> PROBLEM
Your answer should be the records, copied exactly, with the pictures removed.

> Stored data
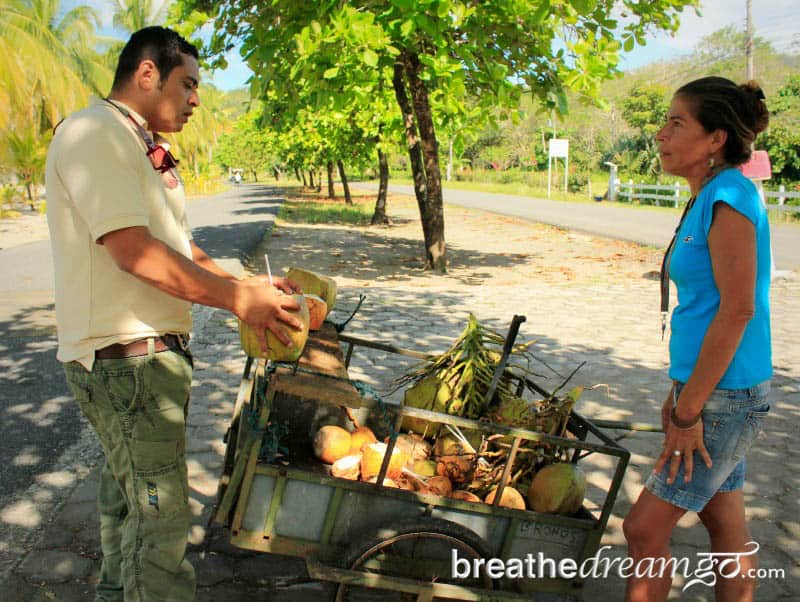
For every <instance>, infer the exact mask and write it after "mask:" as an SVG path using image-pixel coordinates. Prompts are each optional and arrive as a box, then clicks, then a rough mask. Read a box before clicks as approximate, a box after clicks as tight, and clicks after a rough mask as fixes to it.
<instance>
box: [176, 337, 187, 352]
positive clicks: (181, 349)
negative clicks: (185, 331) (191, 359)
mask: <svg viewBox="0 0 800 602" xmlns="http://www.w3.org/2000/svg"><path fill="white" fill-rule="evenodd" d="M175 338H176V339H177V340H178V346H179V347H180V348H181V351H189V340H190V339H191V335H189V334H188V333H187V334H176V335H175Z"/></svg>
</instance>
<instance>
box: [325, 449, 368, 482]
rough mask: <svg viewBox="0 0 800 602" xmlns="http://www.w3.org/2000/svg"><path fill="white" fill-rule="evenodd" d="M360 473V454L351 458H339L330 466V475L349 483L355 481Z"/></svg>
mask: <svg viewBox="0 0 800 602" xmlns="http://www.w3.org/2000/svg"><path fill="white" fill-rule="evenodd" d="M360 473H361V454H353V455H352V456H345V457H344V458H339V459H338V460H336V462H334V463H333V466H331V474H332V475H333V476H335V477H339V478H340V479H348V480H350V481H357V480H358V475H359V474H360Z"/></svg>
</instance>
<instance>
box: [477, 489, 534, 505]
mask: <svg viewBox="0 0 800 602" xmlns="http://www.w3.org/2000/svg"><path fill="white" fill-rule="evenodd" d="M496 493H497V487H495V488H494V489H492V490H491V491H490V492H489V494H488V495H487V496H486V499H485V500H484V501H485V502H486V503H487V504H489V505H491V504H493V503H494V496H495V494H496ZM500 505H501V506H503V507H504V508H514V509H515V510H525V498H523V497H522V494H521V493H520V492H519V491H517V490H516V489H514V488H513V487H506V488H505V489H503V497H501V498H500Z"/></svg>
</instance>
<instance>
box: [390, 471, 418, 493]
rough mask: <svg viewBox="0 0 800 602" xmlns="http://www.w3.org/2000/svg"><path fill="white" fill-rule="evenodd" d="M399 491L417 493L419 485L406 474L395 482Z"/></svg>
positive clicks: (399, 476) (402, 475) (397, 478)
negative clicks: (417, 485)
mask: <svg viewBox="0 0 800 602" xmlns="http://www.w3.org/2000/svg"><path fill="white" fill-rule="evenodd" d="M395 482H396V483H397V488H398V489H405V490H406V491H416V490H417V483H416V481H415V480H414V479H412V478H411V477H409V475H407V474H406V473H403V474H401V475H400V476H399V477H397V480H396V481H395Z"/></svg>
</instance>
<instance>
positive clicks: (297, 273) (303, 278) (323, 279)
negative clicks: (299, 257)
mask: <svg viewBox="0 0 800 602" xmlns="http://www.w3.org/2000/svg"><path fill="white" fill-rule="evenodd" d="M286 277H287V278H288V279H289V280H291V281H292V282H294V283H295V284H297V285H298V286H299V287H300V288H301V289H302V290H303V293H304V294H307V295H316V296H317V297H321V298H322V300H323V301H325V303H326V304H327V305H328V313H330V312H331V311H332V310H333V307H334V306H335V305H336V293H337V289H338V287H337V285H336V281H335V280H334V279H333V278H330V277H329V276H324V275H323V274H318V273H317V272H312V271H311V270H304V269H302V268H289V271H288V272H287V273H286Z"/></svg>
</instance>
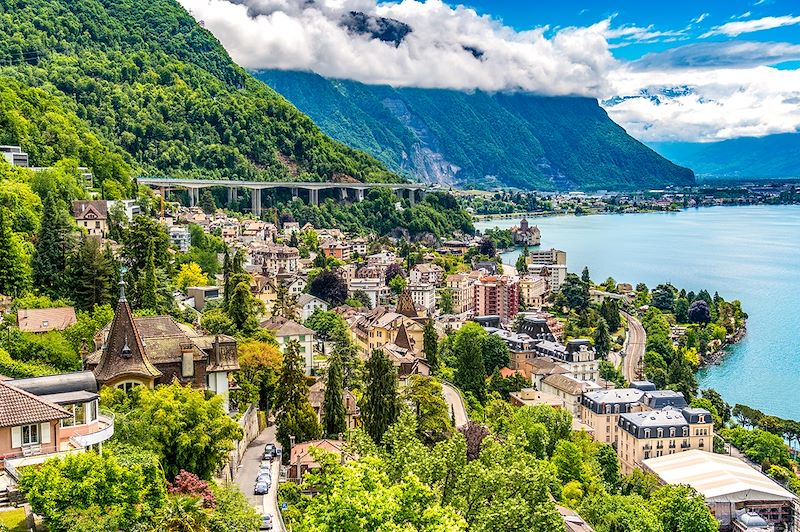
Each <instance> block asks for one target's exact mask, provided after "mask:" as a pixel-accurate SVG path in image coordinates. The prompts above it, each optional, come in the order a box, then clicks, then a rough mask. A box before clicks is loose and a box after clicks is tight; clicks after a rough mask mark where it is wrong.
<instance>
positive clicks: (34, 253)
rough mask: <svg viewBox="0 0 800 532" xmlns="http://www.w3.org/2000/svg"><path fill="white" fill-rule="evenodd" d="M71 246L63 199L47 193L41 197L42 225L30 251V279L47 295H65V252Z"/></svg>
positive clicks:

> FINAL ANSWER
For every <instance>, infer the exact mask and write it after "mask:" as an SVG path using image-pixel coordinates. Prompts are each optional and arrive as a box, then clicks, then a rough mask. Read a box before clicks as approximate, a box after clicks as tight, and clicks after a rough mask as fixes to it.
<instance>
box: [176, 337, 187, 352]
positive clicks: (181, 349)
negative clicks: (185, 331) (191, 359)
mask: <svg viewBox="0 0 800 602" xmlns="http://www.w3.org/2000/svg"><path fill="white" fill-rule="evenodd" d="M175 338H176V339H177V340H178V346H179V347H180V348H181V351H189V340H190V339H191V335H189V334H188V333H187V334H176V335H175Z"/></svg>
</instance>
<instance>
box: [325, 449, 368, 482]
rough mask: <svg viewBox="0 0 800 602" xmlns="http://www.w3.org/2000/svg"><path fill="white" fill-rule="evenodd" d="M360 473V454L351 458H339L330 466V475L349 483L355 481Z"/></svg>
mask: <svg viewBox="0 0 800 602" xmlns="http://www.w3.org/2000/svg"><path fill="white" fill-rule="evenodd" d="M360 473H361V454H353V455H352V456H345V457H344V458H339V459H338V460H336V462H334V463H333V466H331V474H332V475H333V476H335V477H339V478H340V479H348V480H350V481H357V480H358V475H359V474H360Z"/></svg>
</instance>
<instance>
box: [477, 489, 534, 505]
mask: <svg viewBox="0 0 800 602" xmlns="http://www.w3.org/2000/svg"><path fill="white" fill-rule="evenodd" d="M496 493H497V487H495V488H494V489H492V490H491V491H490V492H489V494H488V495H487V496H486V499H485V500H484V501H485V502H486V503H487V504H489V505H491V504H493V503H494V496H495V494H496ZM500 505H501V506H503V507H504V508H514V509H515V510H525V498H523V497H522V494H521V493H520V492H519V491H517V490H516V489H514V488H513V487H506V488H505V489H503V497H501V498H500Z"/></svg>
</instance>
<instance>
box: [390, 471, 418, 493]
rough mask: <svg viewBox="0 0 800 602" xmlns="http://www.w3.org/2000/svg"><path fill="white" fill-rule="evenodd" d="M399 491L417 493L419 485L406 474L395 482Z"/></svg>
positive clicks: (399, 476) (402, 475) (397, 478)
negative clicks: (417, 485)
mask: <svg viewBox="0 0 800 602" xmlns="http://www.w3.org/2000/svg"><path fill="white" fill-rule="evenodd" d="M395 482H396V483H397V488H398V489H405V490H406V491H416V490H417V483H416V481H415V480H414V479H412V478H411V477H409V475H407V474H406V473H403V474H401V475H400V476H399V477H397V480H396V481H395Z"/></svg>
</instance>
<instance>
positive clicks: (297, 273) (303, 278) (323, 279)
negative clicks: (299, 257)
mask: <svg viewBox="0 0 800 602" xmlns="http://www.w3.org/2000/svg"><path fill="white" fill-rule="evenodd" d="M286 277H287V278H288V279H289V280H291V281H292V282H294V283H295V284H297V285H298V286H299V287H300V288H301V289H302V290H303V293H304V294H307V295H316V296H317V297H321V298H322V300H323V301H325V303H326V304H327V305H328V313H330V312H331V311H332V310H333V307H334V306H335V305H336V293H337V289H338V287H337V285H336V281H335V280H334V279H333V278H330V277H329V276H324V275H323V274H318V273H317V272H312V271H311V270H304V269H302V268H289V271H288V272H287V273H286Z"/></svg>
</instance>
Each <instance> block asks for one target's exact mask, provided after "mask:" as a pixel-accurate SVG path in image coordinates. The prompts above it, each optional, come in the order a box, then clicks, then a rough mask. A box before clicks is loose and a box after clicks is tight; clicks after a rough mask mark where it is wrong.
<instance>
positive clicks: (34, 253)
rough mask: <svg viewBox="0 0 800 532" xmlns="http://www.w3.org/2000/svg"><path fill="white" fill-rule="evenodd" d="M71 246L63 199L47 193L41 197L42 225L30 251V279L47 295H65V252Z"/></svg>
positive clicks:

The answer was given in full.